(Dataset entries)
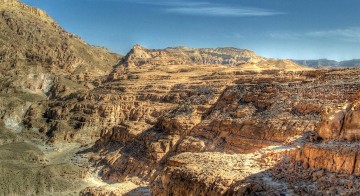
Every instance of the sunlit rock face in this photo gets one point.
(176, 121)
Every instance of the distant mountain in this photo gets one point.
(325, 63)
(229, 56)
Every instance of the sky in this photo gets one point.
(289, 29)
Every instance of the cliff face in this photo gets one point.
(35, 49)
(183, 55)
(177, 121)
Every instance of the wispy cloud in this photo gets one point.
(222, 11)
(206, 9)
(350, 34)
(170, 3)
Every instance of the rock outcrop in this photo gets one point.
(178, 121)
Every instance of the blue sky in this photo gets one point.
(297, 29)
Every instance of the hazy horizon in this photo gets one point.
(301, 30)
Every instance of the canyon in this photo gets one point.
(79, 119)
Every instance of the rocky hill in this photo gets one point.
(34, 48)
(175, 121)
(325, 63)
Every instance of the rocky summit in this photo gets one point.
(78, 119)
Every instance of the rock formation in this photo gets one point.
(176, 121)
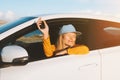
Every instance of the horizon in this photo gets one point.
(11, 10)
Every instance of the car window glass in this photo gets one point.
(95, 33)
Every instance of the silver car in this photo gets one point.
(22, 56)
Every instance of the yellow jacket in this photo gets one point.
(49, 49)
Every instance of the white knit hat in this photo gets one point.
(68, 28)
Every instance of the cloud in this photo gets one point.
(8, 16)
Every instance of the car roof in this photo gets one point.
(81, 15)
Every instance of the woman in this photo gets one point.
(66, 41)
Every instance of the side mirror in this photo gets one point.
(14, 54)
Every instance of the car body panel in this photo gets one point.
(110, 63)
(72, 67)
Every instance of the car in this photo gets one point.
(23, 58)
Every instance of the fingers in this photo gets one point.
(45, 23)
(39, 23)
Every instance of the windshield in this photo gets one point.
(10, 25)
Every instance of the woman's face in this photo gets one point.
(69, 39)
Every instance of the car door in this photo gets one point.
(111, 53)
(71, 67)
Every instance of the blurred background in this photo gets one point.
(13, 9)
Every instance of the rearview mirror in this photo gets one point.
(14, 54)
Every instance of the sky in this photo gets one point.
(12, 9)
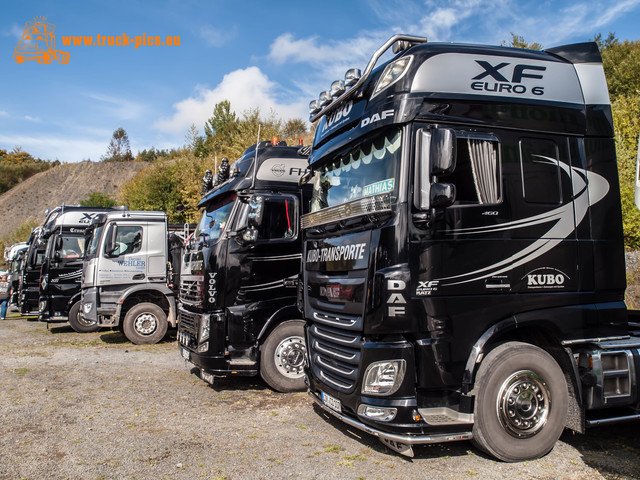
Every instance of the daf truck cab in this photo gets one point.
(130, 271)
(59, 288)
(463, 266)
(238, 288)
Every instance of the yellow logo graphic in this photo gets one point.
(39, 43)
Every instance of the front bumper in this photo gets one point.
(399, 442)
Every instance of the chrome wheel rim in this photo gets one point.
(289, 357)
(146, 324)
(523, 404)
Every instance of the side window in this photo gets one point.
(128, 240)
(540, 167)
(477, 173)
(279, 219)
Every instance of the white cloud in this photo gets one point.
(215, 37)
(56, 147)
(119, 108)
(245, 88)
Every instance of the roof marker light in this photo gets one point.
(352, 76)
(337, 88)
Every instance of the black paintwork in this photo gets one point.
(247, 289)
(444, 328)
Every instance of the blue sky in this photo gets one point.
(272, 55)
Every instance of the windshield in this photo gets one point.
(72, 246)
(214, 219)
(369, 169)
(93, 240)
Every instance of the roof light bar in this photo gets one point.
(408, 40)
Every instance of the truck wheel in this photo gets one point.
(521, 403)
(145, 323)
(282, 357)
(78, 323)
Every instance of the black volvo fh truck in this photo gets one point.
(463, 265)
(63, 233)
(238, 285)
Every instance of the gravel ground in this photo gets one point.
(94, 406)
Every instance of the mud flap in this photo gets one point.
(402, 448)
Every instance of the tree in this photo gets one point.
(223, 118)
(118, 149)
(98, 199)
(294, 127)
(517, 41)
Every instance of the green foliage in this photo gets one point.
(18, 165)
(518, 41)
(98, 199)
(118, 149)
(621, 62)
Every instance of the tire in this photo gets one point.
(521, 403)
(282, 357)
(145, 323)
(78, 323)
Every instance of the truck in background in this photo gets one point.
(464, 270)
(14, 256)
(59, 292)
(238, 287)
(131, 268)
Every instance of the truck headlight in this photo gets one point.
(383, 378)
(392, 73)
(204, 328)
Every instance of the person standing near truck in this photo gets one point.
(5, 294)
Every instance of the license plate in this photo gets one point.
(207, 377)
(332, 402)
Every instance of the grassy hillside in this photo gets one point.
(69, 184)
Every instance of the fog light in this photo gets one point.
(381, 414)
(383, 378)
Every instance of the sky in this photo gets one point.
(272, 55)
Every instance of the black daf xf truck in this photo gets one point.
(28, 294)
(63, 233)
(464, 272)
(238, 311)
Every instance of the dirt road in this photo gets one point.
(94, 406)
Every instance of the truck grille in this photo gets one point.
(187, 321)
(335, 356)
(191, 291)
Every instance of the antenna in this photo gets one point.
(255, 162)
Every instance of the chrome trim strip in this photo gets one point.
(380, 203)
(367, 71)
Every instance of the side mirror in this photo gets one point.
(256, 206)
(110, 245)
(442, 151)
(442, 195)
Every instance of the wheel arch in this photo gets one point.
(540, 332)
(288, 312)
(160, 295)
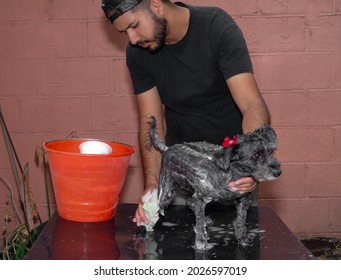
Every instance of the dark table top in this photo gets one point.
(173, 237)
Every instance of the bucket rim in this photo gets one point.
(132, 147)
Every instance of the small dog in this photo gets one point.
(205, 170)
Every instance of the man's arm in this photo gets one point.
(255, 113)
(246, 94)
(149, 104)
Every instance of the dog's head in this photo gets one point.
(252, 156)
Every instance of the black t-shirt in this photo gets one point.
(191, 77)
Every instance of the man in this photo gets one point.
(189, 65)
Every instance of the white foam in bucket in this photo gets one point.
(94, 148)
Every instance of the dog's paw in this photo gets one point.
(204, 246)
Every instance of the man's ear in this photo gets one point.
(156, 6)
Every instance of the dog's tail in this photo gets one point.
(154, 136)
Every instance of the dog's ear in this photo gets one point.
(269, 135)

▶ _How to complete this task_
Give the records again exactly, minus the pictures.

▶ _Written answer_
Every instance of the sunlit rock face in this photo gets one point.
(176, 121)
Every instance of the distant mountain in this photo gets one point.
(325, 63)
(229, 56)
Every instance of the sky in this photo gets one point.
(289, 29)
Every instance of the cliff face in this photo gets one point.
(35, 49)
(183, 55)
(177, 121)
Every instance of the wispy cloud in this photo gets one point.
(222, 11)
(206, 9)
(350, 34)
(170, 3)
Every instance of the rock outcrop in this photo gets one point.
(178, 121)
Every instance of the blue sky in this photo gets one point.
(297, 29)
Every instance of the hazy horizon in this photo gets one point.
(301, 30)
Every instance of the canyon in this photo gets one point.
(79, 119)
Every instance of the rocky hill in this photo gets one point.
(34, 48)
(175, 121)
(325, 63)
Every instance of the rocky summit in this photo gets one point.
(78, 119)
Every instance of the rock formation in this photo gets one point.
(176, 121)
Every instance of the horizon in this photo gets one point.
(11, 10)
Every instance of the car window glass in this photo gets one point.
(95, 33)
Every instance of the silver car in this photo gets one point.
(22, 56)
Every instance of the yellow jacket in this photo gets one point.
(49, 49)
Every instance of the white knit hat in this photo gets one point.
(68, 28)
Every instance of the cloud in this photo gets one point.
(8, 16)
Every instance of the car roof in this photo gets one point.
(81, 15)
Every instance of the woman in this photo gets one point.
(66, 41)
Every instance of the side mirror in this photo gets one point.
(14, 54)
Every instance of the car body panel in this photo gets one point.
(110, 63)
(72, 67)
Every instance of the car in this photo gets one point.
(23, 58)
Every instance of the fingers in this photo gets one point.
(45, 23)
(39, 23)
Every instance of the windshield in this photo gets one point.
(10, 25)
Every instance of the woman's face in this photo gets one point.
(69, 39)
Every instance of the car door in this photo gets one point.
(111, 53)
(71, 67)
Every instance of the blurred background in this photo gets one point.
(13, 9)
Every instance of the rearview mirror in this photo gets one point.
(14, 54)
Every instance of the sky in this photo gets one point.
(12, 9)
Every instance of the daf truck cab in this photo gets one point.
(130, 271)
(59, 288)
(463, 266)
(238, 288)
Every instance of the yellow logo graphic in this photo gets one point.
(39, 43)
Every instance of the front bumper in this photo gets one point.
(399, 442)
Every instance of the chrome wheel rim in this photo gets one point.
(289, 357)
(146, 324)
(523, 404)
Every instance of the side window in this photo gets one point.
(128, 240)
(540, 167)
(477, 173)
(279, 219)
Every instance of the white cloud in this photo gets one point.
(215, 37)
(56, 147)
(119, 108)
(245, 88)
Every instance of the roof marker light in this photo gets one point.
(352, 76)
(337, 88)
Every instance of the black paintwork in this photo gets one point.
(247, 289)
(444, 328)
Every instance of the blue sky in this photo gets one point.
(272, 55)
Every instance of the windshield in this photo gets one point.
(72, 246)
(214, 219)
(369, 169)
(93, 240)
Every instance of the roof light bar in this photo gets one point.
(408, 40)
Every instance of the truck wheel in this photo gets one point.
(521, 403)
(145, 323)
(282, 357)
(78, 323)
Every instance of the black volvo fh truck in this photo gets one point.
(463, 265)
(63, 233)
(238, 285)
Every instance of the gravel ground in this photo gets one point.
(94, 406)
Every instance of the mud flap in this photo gets one point.
(402, 448)
Every instance of the tree in this photo gets one point.
(223, 118)
(118, 149)
(98, 199)
(294, 127)
(517, 41)
Every instance of the green foliage in this photo gets one point.
(18, 165)
(518, 41)
(98, 199)
(118, 149)
(621, 62)
Every instance of the tire in this photo gets one point.
(521, 403)
(282, 357)
(145, 323)
(78, 323)
Every instance of the truck in background in this photo gets one point.
(464, 270)
(14, 256)
(59, 292)
(238, 287)
(131, 268)
Every instance of the truck headlight in this photo gets one point.
(383, 378)
(392, 73)
(204, 328)
Every instance of the person standing near truck in this photo gets one point.
(5, 294)
Every instance of the license plate in this photo gets one point.
(207, 377)
(332, 402)
Every instance of the grassy hillside in this photo gets one point.
(69, 184)
Every instance of the fog light in this photo gets one point.
(381, 414)
(383, 378)
Every instance of the sky in this photo gets one point.
(272, 55)
Every instance of the black daf xf truck in this photo gets one point.
(28, 294)
(63, 233)
(464, 272)
(238, 311)
Every instance of the dirt road in this photo gets one point.
(94, 406)
Every instance of the truck grille in this photo gets one point.
(187, 321)
(335, 356)
(191, 291)
Every instance of the antenna in this photo gets one point.
(255, 162)
Every instance of the chrome trim strip in this photo gets one point.
(380, 203)
(367, 71)
Every instance of the side mirror in this photo gets one point.
(256, 206)
(110, 245)
(442, 151)
(442, 195)
Every instance of the wheel arch in this photo gets one point.
(540, 332)
(288, 312)
(160, 295)
Every instance of the dark table top in this photo gets one point.
(173, 237)
Every instance of the bucket rim in this photo gets one point.
(132, 147)
Every instance of the small dog in this photo gets one point.
(205, 170)
Every instance of the man's arm in this photo gets one point.
(255, 113)
(246, 94)
(149, 104)
Every instance of the dog's head in this photo gets one point.
(252, 156)
Every instance of the black t-shirt in this photo gets one point.
(191, 77)
Every instance of the man in this photo gets one point.
(189, 65)
Every instance of the white foam in bucket in this photo gets one point.
(94, 148)
Every instance of the dog's paw in this photo gets one point.
(204, 246)
Every instance of the man's ear in this photo gets one point.
(156, 6)
Every instance of the dog's tail in this photo gets one point.
(154, 136)
Every instance of the dog's ear in this photo gets one point.
(269, 135)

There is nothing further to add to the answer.